■ **EXTRACTED RECORDS**

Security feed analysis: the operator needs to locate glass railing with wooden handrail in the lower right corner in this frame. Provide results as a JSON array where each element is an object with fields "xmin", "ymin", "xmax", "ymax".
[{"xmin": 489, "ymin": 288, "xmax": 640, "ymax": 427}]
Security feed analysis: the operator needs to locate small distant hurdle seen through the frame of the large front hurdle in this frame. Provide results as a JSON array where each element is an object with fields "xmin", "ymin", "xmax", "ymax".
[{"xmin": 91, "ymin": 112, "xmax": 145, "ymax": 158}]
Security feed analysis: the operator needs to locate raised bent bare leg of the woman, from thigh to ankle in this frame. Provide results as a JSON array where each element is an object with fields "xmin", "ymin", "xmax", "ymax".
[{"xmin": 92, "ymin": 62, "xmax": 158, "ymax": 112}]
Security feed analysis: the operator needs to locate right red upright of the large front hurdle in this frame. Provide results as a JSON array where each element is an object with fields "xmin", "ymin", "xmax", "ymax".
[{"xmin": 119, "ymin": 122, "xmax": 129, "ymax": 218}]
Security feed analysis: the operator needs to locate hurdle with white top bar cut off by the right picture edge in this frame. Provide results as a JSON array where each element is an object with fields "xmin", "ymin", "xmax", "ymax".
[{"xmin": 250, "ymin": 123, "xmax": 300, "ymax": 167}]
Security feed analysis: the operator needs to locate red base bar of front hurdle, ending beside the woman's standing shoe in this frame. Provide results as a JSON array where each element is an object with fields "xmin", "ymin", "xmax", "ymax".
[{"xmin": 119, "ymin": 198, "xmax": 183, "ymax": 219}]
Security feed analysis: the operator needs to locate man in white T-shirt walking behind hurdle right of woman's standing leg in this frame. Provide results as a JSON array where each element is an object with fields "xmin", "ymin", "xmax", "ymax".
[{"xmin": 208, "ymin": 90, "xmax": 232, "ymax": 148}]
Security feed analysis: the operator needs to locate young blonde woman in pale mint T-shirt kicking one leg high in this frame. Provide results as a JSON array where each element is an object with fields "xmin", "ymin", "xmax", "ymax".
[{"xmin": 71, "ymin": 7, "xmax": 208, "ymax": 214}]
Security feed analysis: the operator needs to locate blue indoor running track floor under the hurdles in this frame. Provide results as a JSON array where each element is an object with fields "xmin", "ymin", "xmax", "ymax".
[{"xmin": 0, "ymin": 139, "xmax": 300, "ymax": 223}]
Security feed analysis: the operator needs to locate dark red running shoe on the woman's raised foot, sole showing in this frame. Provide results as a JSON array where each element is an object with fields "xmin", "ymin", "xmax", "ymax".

■ **REQUIRED ACTION**
Transcribe the material in full; every line must match exactly.

■ **RESULT**
Security feed analysis: the operator needs to locate glass railing with wooden handrail in the lower right corner in this frame. Provide results as a JSON array where each element is an object with fields "xmin", "ymin", "xmax", "ymax".
[{"xmin": 489, "ymin": 288, "xmax": 640, "ymax": 427}]
Security feed analysis: the operator needs to locate small distant hurdle seen through the frame of the large front hurdle in this frame. Provide results as a JSON array where each element is an object with fields "xmin", "ymin", "xmax", "ymax".
[{"xmin": 91, "ymin": 112, "xmax": 145, "ymax": 158}]
Security feed analysis: the operator needs to locate raised bent bare leg of the woman, from thigh to ankle in this frame. Provide results as a JSON array where each element is an object with fields "xmin", "ymin", "xmax", "ymax".
[{"xmin": 92, "ymin": 62, "xmax": 158, "ymax": 112}]
Security feed analysis: the operator needs to locate right red upright of the large front hurdle in this frame. Provide results as a JSON array where each element is an object with fields "xmin", "ymin", "xmax", "ymax".
[{"xmin": 119, "ymin": 122, "xmax": 129, "ymax": 218}]
Security feed analysis: the operator needs to locate hurdle with white top bar cut off by the right picture edge in this frame. Provide results as a JSON array where each element is an object with fields "xmin", "ymin", "xmax", "ymax".
[{"xmin": 250, "ymin": 123, "xmax": 300, "ymax": 167}]
Security feed analysis: the operator needs to locate red base bar of front hurdle, ending beside the woman's standing shoe in this frame. Provide results as a JSON array where each element is an object with fields "xmin", "ymin", "xmax", "ymax".
[{"xmin": 119, "ymin": 198, "xmax": 183, "ymax": 219}]
Security feed analysis: the operator needs to locate man in white T-shirt walking behind hurdle right of woman's standing leg in this frame. Provide results as a JSON array where each element is an object with fields "xmin", "ymin", "xmax", "ymax".
[{"xmin": 208, "ymin": 90, "xmax": 232, "ymax": 148}]
Security feed analysis: the operator needs to locate young blonde woman in pale mint T-shirt kicking one leg high in this frame. Provide results as a JSON array where each element is an object with fields "xmin", "ymin", "xmax", "ymax".
[{"xmin": 71, "ymin": 7, "xmax": 208, "ymax": 214}]
Security feed analysis: the operator needs to locate blue indoor running track floor under the hurdles in this frame. Provide results as a JSON array where each element is an object with fields "xmin", "ymin", "xmax", "ymax".
[{"xmin": 0, "ymin": 139, "xmax": 300, "ymax": 223}]
Security feed analysis: the operator needs to locate dark red running shoe on the woman's raised foot, sole showing in this frame. Provide results as a JSON array where each element is an object with fields "xmin", "ymin", "xmax", "ymax".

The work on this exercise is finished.